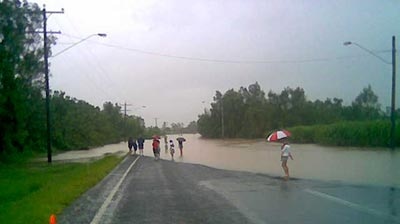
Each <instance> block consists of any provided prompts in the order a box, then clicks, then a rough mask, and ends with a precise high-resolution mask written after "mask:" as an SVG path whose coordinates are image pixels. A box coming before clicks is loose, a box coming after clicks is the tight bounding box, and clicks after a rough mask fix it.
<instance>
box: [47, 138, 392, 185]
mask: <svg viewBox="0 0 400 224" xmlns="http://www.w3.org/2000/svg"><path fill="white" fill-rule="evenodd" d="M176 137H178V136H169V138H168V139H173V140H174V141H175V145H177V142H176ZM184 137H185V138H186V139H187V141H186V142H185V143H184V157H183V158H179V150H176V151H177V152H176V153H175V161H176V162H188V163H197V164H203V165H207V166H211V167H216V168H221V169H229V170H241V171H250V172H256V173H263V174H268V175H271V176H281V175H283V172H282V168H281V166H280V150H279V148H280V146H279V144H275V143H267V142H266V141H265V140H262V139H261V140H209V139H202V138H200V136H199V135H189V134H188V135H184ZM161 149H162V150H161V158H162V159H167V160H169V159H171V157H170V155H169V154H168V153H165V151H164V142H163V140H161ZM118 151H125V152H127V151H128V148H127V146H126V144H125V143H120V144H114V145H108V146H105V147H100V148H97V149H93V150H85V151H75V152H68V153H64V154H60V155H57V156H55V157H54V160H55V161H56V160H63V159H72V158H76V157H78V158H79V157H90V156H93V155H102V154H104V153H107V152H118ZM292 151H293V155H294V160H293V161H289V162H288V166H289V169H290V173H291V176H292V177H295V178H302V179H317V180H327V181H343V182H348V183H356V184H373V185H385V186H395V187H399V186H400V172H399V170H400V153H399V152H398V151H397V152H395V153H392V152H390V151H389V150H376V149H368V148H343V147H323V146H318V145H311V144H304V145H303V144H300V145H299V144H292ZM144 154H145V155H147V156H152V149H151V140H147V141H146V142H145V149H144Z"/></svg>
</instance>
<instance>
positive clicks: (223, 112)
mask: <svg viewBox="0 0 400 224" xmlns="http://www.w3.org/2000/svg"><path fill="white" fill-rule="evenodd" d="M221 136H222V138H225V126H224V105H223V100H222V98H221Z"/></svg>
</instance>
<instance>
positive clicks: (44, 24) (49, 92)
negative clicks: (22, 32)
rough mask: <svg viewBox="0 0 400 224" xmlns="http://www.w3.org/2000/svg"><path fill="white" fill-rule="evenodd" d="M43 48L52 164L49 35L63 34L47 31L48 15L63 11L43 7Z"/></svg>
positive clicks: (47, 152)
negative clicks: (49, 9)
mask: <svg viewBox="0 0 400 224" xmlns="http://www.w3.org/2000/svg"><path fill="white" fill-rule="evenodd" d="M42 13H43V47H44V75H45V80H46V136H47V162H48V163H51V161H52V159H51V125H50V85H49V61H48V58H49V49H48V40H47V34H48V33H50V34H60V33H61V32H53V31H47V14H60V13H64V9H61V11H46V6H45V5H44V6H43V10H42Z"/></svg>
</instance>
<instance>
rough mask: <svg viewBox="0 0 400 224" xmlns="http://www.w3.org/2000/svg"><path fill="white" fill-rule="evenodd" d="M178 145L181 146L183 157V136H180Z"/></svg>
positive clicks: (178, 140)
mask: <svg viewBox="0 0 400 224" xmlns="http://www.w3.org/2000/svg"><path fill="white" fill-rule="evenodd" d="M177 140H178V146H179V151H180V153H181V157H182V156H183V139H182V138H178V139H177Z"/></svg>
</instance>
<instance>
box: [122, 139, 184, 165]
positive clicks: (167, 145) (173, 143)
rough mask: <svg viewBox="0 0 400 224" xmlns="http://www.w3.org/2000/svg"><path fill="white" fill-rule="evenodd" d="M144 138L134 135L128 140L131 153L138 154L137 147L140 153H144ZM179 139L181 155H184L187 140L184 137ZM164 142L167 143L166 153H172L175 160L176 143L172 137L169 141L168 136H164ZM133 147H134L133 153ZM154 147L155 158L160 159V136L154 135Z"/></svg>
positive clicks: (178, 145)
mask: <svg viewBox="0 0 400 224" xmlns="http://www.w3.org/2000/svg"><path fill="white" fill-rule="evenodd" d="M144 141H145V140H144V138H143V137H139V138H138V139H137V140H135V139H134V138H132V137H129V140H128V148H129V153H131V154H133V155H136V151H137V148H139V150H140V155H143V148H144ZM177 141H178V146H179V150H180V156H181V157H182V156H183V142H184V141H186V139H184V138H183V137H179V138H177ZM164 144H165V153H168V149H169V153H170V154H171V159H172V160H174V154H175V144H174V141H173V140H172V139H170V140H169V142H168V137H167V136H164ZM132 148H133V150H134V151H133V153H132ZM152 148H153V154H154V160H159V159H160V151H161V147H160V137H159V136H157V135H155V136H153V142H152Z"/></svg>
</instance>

|---|

[What you need to do]: Drop every picture from the data, then output all the rest exactly.

[Reply]:
Each <instance> block consists of any provided prompts in the order a box, then clicks, then a rough mask, and ends with a precise high-resolution mask written after "mask:" as an SVG path whose coordinates are image pixels. A box coming before clicks is loose, a box coming after clicks is the tight bounding box, and clicks after a rough mask fix it.
<instance>
box: [47, 138, 392, 185]
mask: <svg viewBox="0 0 400 224" xmlns="http://www.w3.org/2000/svg"><path fill="white" fill-rule="evenodd" d="M176 137H178V136H169V138H168V139H173V140H174V141H175V145H177V142H176ZM184 137H185V138H186V139H187V141H186V142H185V143H184V157H183V158H179V150H176V151H177V152H176V153H175V161H176V162H188V163H197V164H203V165H207V166H211V167H216V168H221V169H229V170H241V171H250V172H256V173H263V174H268V175H271V176H281V175H283V172H282V168H281V166H280V150H279V148H280V146H279V144H275V143H267V142H266V141H265V140H262V139H261V140H209V139H202V138H200V136H199V135H189V134H188V135H184ZM161 149H162V150H161V158H162V159H167V160H169V159H171V157H170V155H169V154H168V153H165V151H164V142H163V140H161ZM118 151H125V152H127V151H128V148H127V146H126V144H125V143H120V144H114V145H108V146H105V147H100V148H97V149H93V150H85V151H75V152H68V153H64V154H60V155H57V156H55V157H54V160H55V161H56V160H63V159H72V158H76V157H78V158H79V157H90V156H93V155H102V154H104V153H107V152H118ZM292 151H293V155H294V160H293V161H289V162H288V166H289V169H290V173H291V176H292V177H295V178H302V179H317V180H327V181H343V182H348V183H356V184H373V185H385V186H395V187H399V186H400V172H399V170H400V153H399V152H398V151H397V152H395V153H392V152H390V151H389V150H376V149H368V148H343V147H323V146H318V145H311V144H304V145H303V144H300V145H299V144H292ZM144 154H145V155H147V156H152V149H151V140H147V141H146V142H145V149H144Z"/></svg>
</instance>
<instance>
positive clicks: (223, 112)
mask: <svg viewBox="0 0 400 224" xmlns="http://www.w3.org/2000/svg"><path fill="white" fill-rule="evenodd" d="M221 136H222V138H225V126H224V105H223V100H222V98H221Z"/></svg>
</instance>
<instance>
positive clicks: (44, 24) (49, 92)
negative clicks: (22, 32)
rough mask: <svg viewBox="0 0 400 224" xmlns="http://www.w3.org/2000/svg"><path fill="white" fill-rule="evenodd" d="M43 48L52 164L49 35L63 34L47 31L48 15L63 11L43 7Z"/></svg>
positive clicks: (47, 152)
negative clicks: (49, 9)
mask: <svg viewBox="0 0 400 224" xmlns="http://www.w3.org/2000/svg"><path fill="white" fill-rule="evenodd" d="M42 13H43V47H44V75H45V80H46V136H47V162H48V163H51V161H52V159H51V125H50V85H49V61H48V58H49V49H48V40H47V34H48V33H50V34H60V33H61V32H53V31H47V14H60V13H64V9H61V11H46V6H45V5H44V6H43V10H42Z"/></svg>
</instance>
<instance>
rough mask: <svg viewBox="0 0 400 224" xmlns="http://www.w3.org/2000/svg"><path fill="white" fill-rule="evenodd" d="M178 145L181 146L183 157V136H180Z"/></svg>
positive clicks: (178, 140)
mask: <svg viewBox="0 0 400 224" xmlns="http://www.w3.org/2000/svg"><path fill="white" fill-rule="evenodd" d="M177 140H178V146H179V151H180V153H181V157H182V156H183V139H182V138H178V139H177Z"/></svg>
</instance>
<instance>
box: [122, 139, 184, 165]
positive clicks: (167, 145) (173, 143)
rough mask: <svg viewBox="0 0 400 224" xmlns="http://www.w3.org/2000/svg"><path fill="white" fill-rule="evenodd" d="M144 138L134 135L128 140L131 153L138 154L137 147L140 153H144ZM179 139L181 155H184L187 140L184 137ZM164 142L167 143L166 153H172L175 160L176 143L172 137L169 141L168 136H164ZM133 147H134L133 153ZM154 147L155 158L160 159V136L154 135Z"/></svg>
positive clicks: (178, 145)
mask: <svg viewBox="0 0 400 224" xmlns="http://www.w3.org/2000/svg"><path fill="white" fill-rule="evenodd" d="M144 141H145V140H144V138H143V137H139V138H138V139H137V140H135V139H134V138H132V137H129V140H128V148H129V153H131V154H133V155H136V151H137V148H139V150H140V155H143V148H144ZM177 141H178V146H179V150H180V156H181V157H182V156H183V142H184V141H186V139H184V138H183V137H179V138H177ZM164 144H165V153H168V149H169V153H170V154H171V159H172V160H174V154H175V144H174V141H173V140H172V139H170V140H169V142H168V137H167V136H164ZM132 148H133V150H134V151H133V153H132ZM152 148H153V154H154V160H159V159H160V151H161V147H160V137H159V136H157V135H155V136H153V142H152Z"/></svg>
</instance>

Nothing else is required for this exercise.